It will be embarrassing if it turns out I've never been considered a "credible threat to critical infrastructure" in Pennsylvania.
I mean the bar has been set pretty low. So low, in fact, that Gov. Ed Rendell revealed this week that he's terminated a state contract with a Philadelphia firm, Paranoia Unlimited.
Actually, the firm is called the Institute of Terrorism Research and Response. For the past year, for a $125,000 fee, it evidently had this simple answer for the question of who is a credible threat:
Gov. Rendell says the firm told the state Office of Homeland Security about upcoming protests by environmental groups and anti-tax coalitions, gay and lesbian rallies and even a recent Pittsburgh City Council meeting on drilling for natural gas.
You don't need a drill to find gas at a City Council meeting. If anyone's sending spies in there, it should be Sominex seeking breakthroughs in the national battle with insomnia.
Still, people are pretty worked up about this latest waste of taxpayers' money. Jeff Schmidt, of the Sierra Club, said that even if the contract was rescinded it still has "a chilling effect" on the environmental community.
Chilling? Shoot, it should fire people up. It's nice to know that you're important enough to be watched closely, even though you're not.

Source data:
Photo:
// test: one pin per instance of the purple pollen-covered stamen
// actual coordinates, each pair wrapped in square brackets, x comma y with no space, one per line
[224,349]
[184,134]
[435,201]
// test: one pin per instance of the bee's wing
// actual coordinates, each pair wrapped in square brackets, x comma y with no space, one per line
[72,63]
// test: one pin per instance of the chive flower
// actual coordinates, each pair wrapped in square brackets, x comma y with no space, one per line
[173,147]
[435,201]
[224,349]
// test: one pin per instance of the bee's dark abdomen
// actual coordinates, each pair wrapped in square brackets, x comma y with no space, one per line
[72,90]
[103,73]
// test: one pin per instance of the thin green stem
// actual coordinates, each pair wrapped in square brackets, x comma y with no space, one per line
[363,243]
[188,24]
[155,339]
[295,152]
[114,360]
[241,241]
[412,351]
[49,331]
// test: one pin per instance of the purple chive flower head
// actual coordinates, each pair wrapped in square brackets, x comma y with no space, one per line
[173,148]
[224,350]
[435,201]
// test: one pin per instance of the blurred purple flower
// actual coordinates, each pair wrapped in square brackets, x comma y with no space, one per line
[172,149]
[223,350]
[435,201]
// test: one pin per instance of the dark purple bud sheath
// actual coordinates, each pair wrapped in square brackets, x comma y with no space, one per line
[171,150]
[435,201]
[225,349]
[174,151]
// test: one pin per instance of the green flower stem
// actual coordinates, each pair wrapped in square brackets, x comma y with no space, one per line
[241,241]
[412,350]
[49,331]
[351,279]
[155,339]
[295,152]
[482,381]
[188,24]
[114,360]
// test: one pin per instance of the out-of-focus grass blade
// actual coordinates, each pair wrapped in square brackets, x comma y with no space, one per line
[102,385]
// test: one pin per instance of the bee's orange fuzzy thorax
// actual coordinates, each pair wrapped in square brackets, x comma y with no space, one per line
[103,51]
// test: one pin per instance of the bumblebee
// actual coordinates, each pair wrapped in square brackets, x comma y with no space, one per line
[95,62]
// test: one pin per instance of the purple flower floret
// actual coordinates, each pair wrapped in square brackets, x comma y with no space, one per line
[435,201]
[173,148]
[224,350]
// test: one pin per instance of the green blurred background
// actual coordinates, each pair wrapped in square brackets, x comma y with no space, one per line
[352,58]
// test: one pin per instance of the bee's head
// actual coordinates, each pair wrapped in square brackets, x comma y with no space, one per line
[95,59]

**Exercise objective:** In the column about the Pennsylvania security contract, what is the actual name of the Philadelphia firm whose contract was terminated?

**Task solution:** The Institute of Terrorism Research and Response.